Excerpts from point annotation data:

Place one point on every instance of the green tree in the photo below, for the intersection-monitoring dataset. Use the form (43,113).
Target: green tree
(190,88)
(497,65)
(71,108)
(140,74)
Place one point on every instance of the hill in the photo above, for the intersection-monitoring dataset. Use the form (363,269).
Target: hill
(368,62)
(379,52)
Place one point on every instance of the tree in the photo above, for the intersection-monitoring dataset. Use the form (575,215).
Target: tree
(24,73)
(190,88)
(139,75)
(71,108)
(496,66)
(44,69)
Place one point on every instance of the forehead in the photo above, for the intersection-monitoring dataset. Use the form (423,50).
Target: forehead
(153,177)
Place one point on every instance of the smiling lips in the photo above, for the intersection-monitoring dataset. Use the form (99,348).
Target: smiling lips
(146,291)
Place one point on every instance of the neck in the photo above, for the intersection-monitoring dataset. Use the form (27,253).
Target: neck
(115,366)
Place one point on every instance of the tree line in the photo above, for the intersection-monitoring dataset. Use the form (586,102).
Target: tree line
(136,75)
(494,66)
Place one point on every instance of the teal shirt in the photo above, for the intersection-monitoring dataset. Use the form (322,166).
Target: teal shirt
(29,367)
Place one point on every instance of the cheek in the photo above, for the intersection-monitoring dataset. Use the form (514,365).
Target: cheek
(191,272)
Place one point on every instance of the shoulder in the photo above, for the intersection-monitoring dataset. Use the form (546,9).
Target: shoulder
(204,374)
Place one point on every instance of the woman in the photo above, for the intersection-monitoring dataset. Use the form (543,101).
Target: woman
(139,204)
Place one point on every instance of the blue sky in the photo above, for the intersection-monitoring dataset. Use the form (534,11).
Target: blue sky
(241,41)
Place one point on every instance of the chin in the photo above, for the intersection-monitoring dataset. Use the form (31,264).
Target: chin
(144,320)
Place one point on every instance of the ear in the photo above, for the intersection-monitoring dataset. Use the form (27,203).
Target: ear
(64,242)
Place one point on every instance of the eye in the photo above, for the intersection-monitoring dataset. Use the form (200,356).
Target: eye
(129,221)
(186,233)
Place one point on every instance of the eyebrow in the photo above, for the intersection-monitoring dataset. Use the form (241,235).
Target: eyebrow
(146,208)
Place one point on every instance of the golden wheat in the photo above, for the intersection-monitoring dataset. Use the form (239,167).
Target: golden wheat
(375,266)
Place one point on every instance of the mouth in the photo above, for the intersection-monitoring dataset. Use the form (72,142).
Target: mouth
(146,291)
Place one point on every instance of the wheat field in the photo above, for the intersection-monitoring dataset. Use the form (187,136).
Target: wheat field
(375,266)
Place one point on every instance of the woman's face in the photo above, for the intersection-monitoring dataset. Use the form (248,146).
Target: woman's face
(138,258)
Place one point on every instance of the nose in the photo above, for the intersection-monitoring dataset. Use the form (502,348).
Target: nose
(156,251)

• **WHAT THE TASK REQUIRES**: Retype only the lines running from the line with "Place one point on every instance of the blue" to the end of the listing, including both of those lines.

• **EXPECTED ANSWER**:
Place one point on every instance of the blue sky in the photo above, for the intersection-monitoring dataset. Use the form (534,11).
Target: blue sky
(241,41)
Place one point on every instance of the chin in the photo above, for the intersection-monitoring dataset. Use the form (31,264).
Target: chin
(144,320)
Place one point on every instance of the ear in the photo above, for the intersection-monitoring dataset. Use the form (27,203).
Target: ear
(64,242)
Place one point on every instance of the eye in the photo above, for the intersection-monitoring dataset. Use the form (200,356).
Target: eye
(129,221)
(186,233)
Place one point on every instance of the eyebrow in the photo above, for the intersection-monitoring dataset. Use the form (241,235).
Target: eyebrow
(146,208)
Place one point on every instance of the golden wheat in the photo above, for the intersection-monitoring dataset. Use the form (239,167).
Target: golden wheat
(375,266)
Place one point on every instance of the mouth in the photo above, for the intersection-monitoring dataset. Use the form (72,142).
Target: mouth
(146,291)
Place one point on every instance of the wheat field in the photo above, for the intersection-monitoring dataset. Use the form (187,136).
Target: wheat field
(375,266)
Place one point on every instance of the woman's face in the photo above, for the intersection-monitoring dataset. Use the form (248,146).
Target: woman's face
(138,258)
Place one point on every instance of the nose in the photo above, for the intersection-monitoring dataset. Use the form (502,348).
Target: nose
(156,251)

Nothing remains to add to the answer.